__Aim__: Please pull out every line below that contains the word "hand", copying each one in full.
==========
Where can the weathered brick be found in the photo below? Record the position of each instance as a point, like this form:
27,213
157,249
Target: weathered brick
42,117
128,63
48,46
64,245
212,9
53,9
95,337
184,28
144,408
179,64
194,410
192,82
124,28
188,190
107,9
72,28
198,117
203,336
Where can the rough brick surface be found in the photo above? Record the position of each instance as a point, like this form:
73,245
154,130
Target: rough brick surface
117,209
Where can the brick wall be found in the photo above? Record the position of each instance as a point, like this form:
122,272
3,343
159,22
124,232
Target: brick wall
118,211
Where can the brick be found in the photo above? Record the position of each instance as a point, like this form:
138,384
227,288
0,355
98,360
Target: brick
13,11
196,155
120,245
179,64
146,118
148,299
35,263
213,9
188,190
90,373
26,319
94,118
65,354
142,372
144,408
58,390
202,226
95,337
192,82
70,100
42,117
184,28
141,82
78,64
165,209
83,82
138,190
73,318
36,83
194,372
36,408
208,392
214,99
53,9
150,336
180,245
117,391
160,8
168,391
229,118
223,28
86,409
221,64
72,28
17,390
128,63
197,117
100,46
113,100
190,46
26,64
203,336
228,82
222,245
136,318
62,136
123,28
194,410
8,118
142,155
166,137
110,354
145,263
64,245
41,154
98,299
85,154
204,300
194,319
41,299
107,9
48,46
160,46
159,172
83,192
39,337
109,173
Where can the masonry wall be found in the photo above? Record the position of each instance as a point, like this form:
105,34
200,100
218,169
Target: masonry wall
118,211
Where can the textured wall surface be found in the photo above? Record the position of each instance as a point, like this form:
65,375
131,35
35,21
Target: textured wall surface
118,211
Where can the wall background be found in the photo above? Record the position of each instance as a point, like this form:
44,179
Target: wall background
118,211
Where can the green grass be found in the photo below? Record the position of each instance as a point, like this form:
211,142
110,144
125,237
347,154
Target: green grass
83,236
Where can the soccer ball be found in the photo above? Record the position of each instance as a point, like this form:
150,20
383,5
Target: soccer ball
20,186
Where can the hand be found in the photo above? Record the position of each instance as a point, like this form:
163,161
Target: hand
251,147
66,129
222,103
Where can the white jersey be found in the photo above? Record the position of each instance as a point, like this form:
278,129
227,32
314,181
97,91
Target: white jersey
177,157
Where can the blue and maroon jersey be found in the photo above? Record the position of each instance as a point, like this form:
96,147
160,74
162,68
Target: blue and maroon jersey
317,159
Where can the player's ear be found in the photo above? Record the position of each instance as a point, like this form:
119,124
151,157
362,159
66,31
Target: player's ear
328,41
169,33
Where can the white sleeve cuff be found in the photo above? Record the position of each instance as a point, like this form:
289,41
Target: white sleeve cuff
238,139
==========
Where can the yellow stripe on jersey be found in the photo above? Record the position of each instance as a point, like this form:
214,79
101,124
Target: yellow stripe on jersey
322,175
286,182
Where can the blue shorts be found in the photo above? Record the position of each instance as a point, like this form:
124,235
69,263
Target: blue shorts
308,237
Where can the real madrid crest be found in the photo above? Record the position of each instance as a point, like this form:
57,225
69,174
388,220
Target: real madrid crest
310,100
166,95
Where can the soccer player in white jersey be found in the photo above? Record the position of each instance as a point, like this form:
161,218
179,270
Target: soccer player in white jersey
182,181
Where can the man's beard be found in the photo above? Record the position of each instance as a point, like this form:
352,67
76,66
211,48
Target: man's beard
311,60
==========
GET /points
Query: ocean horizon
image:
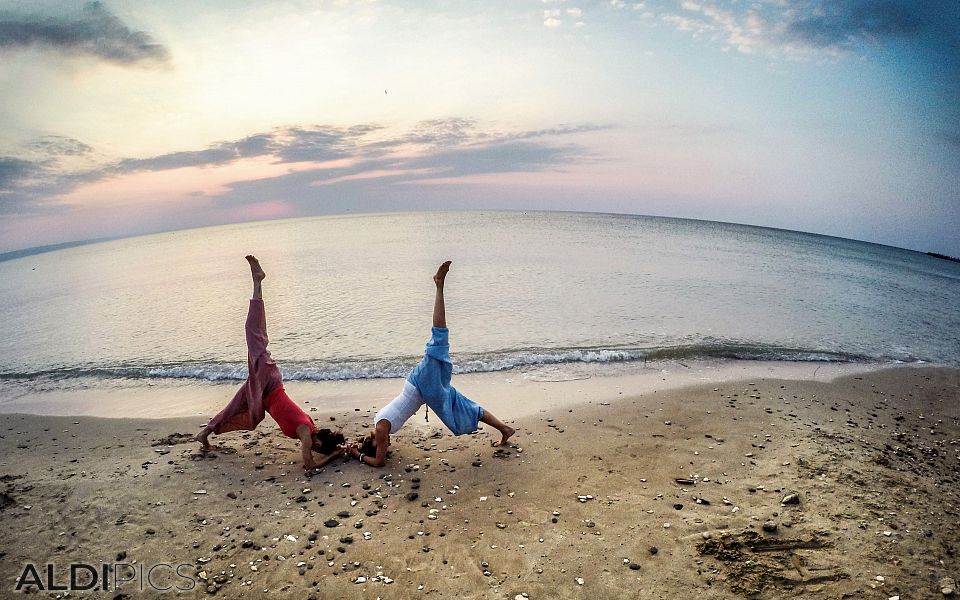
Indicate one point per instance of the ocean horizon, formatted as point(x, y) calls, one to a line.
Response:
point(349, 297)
==========
__Output below__:
Where can the hand be found in the photo above? Record the position of each instance as a point, like this form:
Target: hand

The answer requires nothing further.